*Natural-language object grounding data*:
Start of Block
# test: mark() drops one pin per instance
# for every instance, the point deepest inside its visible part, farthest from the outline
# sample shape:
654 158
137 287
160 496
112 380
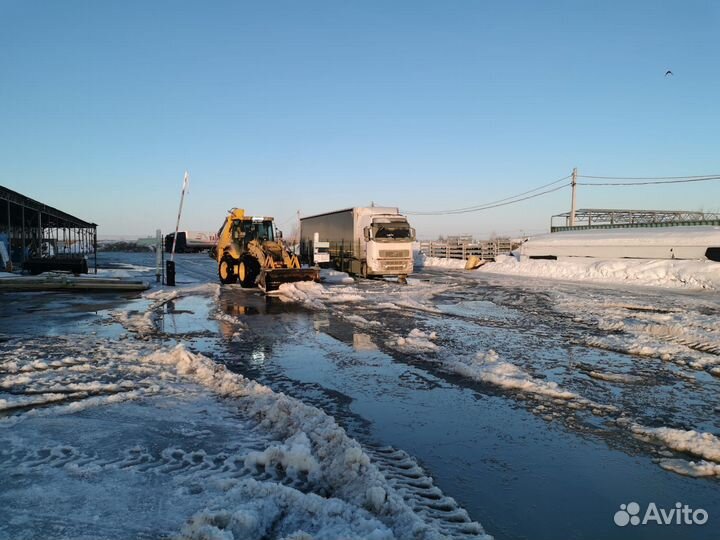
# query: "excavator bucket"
270 280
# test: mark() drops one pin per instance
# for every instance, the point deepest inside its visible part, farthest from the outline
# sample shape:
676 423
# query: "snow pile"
360 321
335 277
163 296
294 456
421 260
657 273
696 469
259 510
140 323
332 490
417 341
315 295
625 378
338 464
704 445
487 368
687 334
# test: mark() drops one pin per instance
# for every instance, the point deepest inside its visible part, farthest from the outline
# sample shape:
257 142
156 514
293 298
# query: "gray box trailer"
365 241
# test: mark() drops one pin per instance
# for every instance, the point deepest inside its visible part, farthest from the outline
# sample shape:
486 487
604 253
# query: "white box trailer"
365 241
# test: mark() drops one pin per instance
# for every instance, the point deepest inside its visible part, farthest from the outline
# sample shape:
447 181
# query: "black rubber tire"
251 270
225 271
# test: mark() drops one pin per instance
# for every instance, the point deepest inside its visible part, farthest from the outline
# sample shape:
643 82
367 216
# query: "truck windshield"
392 232
257 230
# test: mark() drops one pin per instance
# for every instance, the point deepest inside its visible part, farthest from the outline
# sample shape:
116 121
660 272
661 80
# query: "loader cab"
245 231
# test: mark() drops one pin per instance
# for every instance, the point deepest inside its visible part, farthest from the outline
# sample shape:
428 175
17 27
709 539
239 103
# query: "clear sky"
318 105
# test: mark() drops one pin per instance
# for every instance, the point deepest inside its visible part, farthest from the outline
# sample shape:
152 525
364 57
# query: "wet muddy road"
542 439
End of Block
*EXERCISE*: What comes back should match the records exactly, minus any pictures.

*ANSWER SPACE*:
# test: mark() drops one pin per instance
# for every instance, the point deepest inside its visible part, farthest from the outline
# sample shape:
654 158
137 287
160 496
112 380
# query: "excavator bucket"
270 280
# test: mark() drops one pin per instance
# for every instance, the point deepest inside its visible part, farthest from the outline
# sample shape:
676 423
# query: "snow pile"
360 321
335 277
163 296
294 456
421 260
657 273
696 469
259 510
140 323
332 490
417 341
315 295
625 378
338 464
704 445
487 368
687 334
# test: mark() drops one pin per instance
# for every instance, the point deepest inside its visible part, farthest from the outline
# sample shape:
257 142
156 514
293 298
# query: "gray box trailer"
365 241
# test: mark() drops one pin per instance
# for every instance, the point deepest inside its visible part, farthest from the outline
# sample shape:
486 487
604 253
# query: "white box trailer"
365 241
# test: mark() drops one pin per instance
# for every instance, the point deepest inside its visible part, farthest from the outline
# sample shape:
447 181
# query: "black rubber tire"
251 270
225 271
# test: mark() drops one pin per instance
# for every instance, the point deepest inside its visible part, farthest from the outline
# sample shape:
643 82
367 216
# query: "truck windshield"
392 232
257 230
# test: mark() drops one pin per instance
# for every instance, the point deepest inside its visible part, farthest from the outline
# sample shape:
116 121
660 272
661 80
# query: "loader cab"
245 231
# test: mark() drops one pin per instance
# for every instance, the point deepest inside its visible part, farthest from the outline
# sample shape:
428 175
17 27
709 539
239 103
# query: "clear sky"
318 105
# test: mark() drops one pin per instance
# for every instance, the point deepest inside its visible part, farthest from the outline
# sample shape:
152 525
364 57
# query: "wet muddy road"
542 439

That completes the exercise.